**Task description**
Retype, without alteration, each line from the line containing "One keypoint belongs on each instance. Indicate the eroded" to the final line of the records.

== Provided data ==

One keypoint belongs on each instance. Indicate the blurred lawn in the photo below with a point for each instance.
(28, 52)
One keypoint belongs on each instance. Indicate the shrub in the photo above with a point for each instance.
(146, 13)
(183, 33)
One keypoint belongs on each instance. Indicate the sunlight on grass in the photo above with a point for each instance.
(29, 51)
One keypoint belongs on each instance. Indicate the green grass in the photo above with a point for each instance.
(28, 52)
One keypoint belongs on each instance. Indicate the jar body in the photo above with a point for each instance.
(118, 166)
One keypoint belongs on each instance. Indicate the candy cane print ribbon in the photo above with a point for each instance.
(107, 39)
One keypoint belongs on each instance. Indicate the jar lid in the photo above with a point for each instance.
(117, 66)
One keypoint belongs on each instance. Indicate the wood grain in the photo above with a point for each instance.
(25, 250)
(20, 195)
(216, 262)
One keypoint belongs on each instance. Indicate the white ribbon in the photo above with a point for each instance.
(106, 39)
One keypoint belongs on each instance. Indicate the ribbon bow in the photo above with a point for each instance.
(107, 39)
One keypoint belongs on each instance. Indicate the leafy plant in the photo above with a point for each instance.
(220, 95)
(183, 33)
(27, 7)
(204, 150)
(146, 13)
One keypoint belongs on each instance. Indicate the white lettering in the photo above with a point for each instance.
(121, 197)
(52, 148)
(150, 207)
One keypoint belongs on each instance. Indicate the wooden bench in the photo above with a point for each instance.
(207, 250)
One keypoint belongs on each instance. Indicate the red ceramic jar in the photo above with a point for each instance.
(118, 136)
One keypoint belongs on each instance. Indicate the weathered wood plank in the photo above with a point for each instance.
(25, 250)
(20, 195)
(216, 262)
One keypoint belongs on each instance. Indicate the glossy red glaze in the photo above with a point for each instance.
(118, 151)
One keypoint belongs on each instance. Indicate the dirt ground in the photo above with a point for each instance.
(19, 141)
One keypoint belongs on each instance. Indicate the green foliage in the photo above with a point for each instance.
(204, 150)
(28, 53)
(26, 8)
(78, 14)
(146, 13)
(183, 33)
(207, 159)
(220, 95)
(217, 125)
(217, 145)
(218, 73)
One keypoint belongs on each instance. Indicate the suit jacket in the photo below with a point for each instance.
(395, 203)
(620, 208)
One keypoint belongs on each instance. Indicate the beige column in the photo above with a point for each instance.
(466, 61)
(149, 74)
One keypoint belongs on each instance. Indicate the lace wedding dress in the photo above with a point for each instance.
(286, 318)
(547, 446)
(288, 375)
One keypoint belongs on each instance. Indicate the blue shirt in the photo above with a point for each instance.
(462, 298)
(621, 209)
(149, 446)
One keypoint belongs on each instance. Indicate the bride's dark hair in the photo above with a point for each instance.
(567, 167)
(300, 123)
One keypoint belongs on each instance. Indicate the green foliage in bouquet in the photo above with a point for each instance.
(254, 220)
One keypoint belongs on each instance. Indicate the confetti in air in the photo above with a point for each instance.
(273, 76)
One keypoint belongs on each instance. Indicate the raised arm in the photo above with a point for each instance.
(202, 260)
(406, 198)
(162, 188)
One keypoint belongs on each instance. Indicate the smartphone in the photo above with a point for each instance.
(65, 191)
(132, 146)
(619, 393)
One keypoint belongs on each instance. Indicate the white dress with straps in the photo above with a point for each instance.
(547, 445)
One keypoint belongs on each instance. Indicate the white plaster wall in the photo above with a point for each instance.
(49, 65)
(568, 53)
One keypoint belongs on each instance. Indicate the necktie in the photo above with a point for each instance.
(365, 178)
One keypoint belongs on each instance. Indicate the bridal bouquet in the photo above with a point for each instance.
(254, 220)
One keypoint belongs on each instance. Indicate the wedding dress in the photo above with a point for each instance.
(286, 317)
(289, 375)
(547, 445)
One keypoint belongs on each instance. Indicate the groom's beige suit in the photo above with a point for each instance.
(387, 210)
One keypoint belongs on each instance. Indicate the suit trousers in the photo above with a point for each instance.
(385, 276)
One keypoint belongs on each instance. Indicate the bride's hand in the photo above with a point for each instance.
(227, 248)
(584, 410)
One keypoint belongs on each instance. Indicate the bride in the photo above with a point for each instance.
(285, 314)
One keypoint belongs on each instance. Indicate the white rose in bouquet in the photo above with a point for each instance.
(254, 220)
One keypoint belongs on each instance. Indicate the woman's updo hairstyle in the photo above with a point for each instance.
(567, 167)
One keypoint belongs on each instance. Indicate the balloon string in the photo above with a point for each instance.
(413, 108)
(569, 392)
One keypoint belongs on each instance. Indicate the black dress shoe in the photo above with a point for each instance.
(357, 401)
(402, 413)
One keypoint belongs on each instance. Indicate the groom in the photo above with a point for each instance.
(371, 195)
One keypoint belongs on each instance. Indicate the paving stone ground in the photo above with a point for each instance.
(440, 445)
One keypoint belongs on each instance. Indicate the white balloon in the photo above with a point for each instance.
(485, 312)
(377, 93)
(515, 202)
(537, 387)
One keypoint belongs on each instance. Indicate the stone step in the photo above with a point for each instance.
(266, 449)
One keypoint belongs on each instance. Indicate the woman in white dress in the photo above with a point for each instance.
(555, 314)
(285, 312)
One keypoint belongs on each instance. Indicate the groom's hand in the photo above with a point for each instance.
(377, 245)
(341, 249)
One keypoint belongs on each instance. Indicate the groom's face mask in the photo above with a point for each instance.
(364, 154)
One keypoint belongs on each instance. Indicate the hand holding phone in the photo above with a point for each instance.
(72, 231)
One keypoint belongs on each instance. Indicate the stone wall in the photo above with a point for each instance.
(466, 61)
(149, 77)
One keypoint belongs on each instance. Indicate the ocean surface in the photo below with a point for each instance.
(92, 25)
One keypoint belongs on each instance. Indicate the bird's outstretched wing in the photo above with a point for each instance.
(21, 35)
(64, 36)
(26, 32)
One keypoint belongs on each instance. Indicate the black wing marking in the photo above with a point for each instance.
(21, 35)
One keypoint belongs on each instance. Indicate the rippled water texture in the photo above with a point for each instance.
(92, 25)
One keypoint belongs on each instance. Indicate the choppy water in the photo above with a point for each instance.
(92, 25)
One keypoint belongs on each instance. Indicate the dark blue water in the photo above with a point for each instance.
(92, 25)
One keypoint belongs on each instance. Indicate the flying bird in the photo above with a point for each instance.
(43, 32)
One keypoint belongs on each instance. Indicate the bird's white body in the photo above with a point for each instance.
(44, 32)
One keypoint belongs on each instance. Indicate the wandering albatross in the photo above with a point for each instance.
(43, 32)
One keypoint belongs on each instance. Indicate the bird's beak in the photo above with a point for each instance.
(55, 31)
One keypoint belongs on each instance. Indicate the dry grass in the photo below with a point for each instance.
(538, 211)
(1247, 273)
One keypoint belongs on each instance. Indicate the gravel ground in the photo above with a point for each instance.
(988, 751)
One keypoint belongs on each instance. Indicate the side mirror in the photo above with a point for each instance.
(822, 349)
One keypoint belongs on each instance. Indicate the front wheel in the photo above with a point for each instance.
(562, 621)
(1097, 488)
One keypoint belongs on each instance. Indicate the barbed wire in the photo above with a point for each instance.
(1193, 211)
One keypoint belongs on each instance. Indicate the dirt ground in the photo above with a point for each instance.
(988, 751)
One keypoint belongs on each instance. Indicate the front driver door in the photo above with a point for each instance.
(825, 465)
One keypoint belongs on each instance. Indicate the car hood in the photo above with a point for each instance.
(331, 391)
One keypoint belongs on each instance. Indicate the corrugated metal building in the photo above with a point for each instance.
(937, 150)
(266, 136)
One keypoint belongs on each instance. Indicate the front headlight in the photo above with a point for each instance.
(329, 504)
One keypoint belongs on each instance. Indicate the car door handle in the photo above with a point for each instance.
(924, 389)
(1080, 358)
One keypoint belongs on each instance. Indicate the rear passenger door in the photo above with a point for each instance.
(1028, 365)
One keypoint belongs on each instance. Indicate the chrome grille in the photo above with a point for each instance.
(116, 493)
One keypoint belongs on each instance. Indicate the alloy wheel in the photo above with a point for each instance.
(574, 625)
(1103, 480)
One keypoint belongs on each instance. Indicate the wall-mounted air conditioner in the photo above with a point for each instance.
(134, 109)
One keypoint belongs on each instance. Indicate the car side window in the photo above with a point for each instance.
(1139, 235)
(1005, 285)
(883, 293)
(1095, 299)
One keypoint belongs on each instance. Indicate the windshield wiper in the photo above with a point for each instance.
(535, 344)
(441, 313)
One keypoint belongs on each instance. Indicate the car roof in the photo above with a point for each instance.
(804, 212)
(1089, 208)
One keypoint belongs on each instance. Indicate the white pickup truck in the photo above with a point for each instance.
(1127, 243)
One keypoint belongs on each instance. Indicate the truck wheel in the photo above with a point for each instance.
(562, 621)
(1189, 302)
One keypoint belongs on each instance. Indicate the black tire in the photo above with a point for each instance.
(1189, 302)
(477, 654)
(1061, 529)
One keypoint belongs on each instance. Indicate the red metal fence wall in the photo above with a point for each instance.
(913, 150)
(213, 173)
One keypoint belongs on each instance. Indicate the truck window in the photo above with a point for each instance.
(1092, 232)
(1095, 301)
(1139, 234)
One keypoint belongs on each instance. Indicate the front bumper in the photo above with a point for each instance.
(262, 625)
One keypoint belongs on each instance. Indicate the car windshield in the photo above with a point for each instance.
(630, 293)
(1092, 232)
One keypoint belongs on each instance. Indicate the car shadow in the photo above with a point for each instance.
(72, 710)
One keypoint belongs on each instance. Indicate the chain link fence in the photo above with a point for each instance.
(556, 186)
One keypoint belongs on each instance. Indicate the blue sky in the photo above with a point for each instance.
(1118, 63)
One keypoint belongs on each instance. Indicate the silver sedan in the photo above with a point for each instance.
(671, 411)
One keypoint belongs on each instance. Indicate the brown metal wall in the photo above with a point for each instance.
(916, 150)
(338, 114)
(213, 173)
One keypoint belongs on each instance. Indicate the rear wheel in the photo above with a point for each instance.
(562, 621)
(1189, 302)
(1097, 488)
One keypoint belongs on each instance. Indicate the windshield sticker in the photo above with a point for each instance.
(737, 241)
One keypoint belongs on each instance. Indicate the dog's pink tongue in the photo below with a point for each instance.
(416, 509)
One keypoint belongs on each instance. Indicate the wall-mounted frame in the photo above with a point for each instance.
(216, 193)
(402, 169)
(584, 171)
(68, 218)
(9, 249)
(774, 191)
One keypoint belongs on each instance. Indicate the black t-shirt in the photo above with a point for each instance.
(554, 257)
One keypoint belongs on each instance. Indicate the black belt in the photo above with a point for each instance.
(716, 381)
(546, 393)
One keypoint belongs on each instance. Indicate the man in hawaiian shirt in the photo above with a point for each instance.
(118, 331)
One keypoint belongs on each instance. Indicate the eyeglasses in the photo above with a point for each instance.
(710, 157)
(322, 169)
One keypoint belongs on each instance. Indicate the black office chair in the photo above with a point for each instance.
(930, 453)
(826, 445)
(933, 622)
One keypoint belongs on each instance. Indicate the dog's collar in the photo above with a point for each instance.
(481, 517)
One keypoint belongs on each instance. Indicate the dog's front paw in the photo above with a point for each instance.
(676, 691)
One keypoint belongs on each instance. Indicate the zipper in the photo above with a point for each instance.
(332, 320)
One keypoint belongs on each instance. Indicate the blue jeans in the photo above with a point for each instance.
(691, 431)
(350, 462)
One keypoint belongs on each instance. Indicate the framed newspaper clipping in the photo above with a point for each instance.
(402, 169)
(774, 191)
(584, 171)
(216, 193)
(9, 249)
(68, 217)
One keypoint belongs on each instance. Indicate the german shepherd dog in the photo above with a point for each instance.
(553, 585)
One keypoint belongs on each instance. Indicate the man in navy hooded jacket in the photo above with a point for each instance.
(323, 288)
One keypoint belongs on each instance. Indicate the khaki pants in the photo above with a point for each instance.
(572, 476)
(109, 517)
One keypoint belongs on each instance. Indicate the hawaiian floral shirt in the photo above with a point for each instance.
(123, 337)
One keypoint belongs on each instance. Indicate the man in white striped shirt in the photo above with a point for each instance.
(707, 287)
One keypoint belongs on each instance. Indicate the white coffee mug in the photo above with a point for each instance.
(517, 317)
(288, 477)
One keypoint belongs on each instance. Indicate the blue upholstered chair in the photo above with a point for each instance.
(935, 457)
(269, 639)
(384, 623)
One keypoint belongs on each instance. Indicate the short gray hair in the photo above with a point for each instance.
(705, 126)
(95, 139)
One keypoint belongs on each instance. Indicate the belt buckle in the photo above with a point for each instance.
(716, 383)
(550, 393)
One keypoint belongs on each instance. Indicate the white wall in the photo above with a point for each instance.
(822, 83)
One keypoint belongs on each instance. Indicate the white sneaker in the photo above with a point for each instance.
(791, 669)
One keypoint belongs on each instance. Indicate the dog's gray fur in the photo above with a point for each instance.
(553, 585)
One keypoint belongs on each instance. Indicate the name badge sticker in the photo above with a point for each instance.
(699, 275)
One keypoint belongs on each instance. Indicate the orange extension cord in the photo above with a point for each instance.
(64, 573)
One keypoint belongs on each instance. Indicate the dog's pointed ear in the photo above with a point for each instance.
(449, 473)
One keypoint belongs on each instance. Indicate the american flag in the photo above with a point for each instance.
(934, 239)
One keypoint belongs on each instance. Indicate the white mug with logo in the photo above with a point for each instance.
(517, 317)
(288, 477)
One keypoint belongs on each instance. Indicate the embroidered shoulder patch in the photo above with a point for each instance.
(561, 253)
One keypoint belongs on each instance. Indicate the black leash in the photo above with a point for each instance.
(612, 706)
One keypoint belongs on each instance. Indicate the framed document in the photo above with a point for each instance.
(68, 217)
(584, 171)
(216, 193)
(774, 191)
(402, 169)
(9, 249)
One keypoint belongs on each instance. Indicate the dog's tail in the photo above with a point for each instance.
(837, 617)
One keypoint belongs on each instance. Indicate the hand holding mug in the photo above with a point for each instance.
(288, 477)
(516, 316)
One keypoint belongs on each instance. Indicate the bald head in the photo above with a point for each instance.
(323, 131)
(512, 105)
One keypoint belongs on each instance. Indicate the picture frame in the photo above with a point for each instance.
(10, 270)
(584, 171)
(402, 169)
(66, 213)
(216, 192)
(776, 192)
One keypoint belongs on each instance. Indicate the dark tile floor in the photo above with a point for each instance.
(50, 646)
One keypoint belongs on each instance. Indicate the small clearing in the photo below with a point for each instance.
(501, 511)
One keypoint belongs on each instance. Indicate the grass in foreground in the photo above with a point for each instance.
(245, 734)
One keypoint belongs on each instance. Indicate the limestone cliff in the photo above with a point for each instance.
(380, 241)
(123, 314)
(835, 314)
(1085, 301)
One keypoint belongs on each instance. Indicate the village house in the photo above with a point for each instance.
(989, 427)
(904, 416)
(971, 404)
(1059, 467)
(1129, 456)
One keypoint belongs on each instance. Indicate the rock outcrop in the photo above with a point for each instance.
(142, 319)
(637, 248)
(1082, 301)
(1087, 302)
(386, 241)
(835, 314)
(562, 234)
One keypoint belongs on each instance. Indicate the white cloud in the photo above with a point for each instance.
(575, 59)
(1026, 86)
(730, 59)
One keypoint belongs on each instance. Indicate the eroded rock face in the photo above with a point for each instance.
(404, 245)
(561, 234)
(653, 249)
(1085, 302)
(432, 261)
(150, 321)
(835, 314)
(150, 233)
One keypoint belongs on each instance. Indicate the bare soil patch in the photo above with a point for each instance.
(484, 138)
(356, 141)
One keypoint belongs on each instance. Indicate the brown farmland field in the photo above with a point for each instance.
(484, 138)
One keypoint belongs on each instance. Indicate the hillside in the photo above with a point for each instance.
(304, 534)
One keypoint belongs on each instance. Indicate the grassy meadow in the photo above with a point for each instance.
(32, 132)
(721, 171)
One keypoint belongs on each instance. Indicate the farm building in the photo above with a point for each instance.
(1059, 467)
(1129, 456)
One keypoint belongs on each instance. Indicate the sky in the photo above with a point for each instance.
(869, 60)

===

**Reply**
One keypoint belongs on each instance. Indicate the eroded rock face in the photo above with a point for each instance.
(404, 245)
(561, 234)
(653, 249)
(1085, 302)
(432, 261)
(150, 321)
(835, 314)
(150, 233)
One keypoint belongs on each instance. Indicate the bare soil patch in the photo above with a point for each instance.
(484, 138)
(356, 141)
One keypoint belongs on each instance. Indicate the brown farmland field in the photo above with a point for each instance.
(484, 138)
One keypoint belongs on each instance. Indicate the hillside in the photo above with a point for each instance.
(304, 534)
One keypoint belongs on each instance. Indicate the grassy meadow in the photo above with a point for each instance.
(32, 132)
(721, 171)
One keypoint belongs on each instance. Indicate the farm building in the photo above with a point for each instance.
(1059, 467)
(1129, 456)
One keypoint belongs on each instance. Indicate the sky in the photo above with a point for each instance.
(869, 60)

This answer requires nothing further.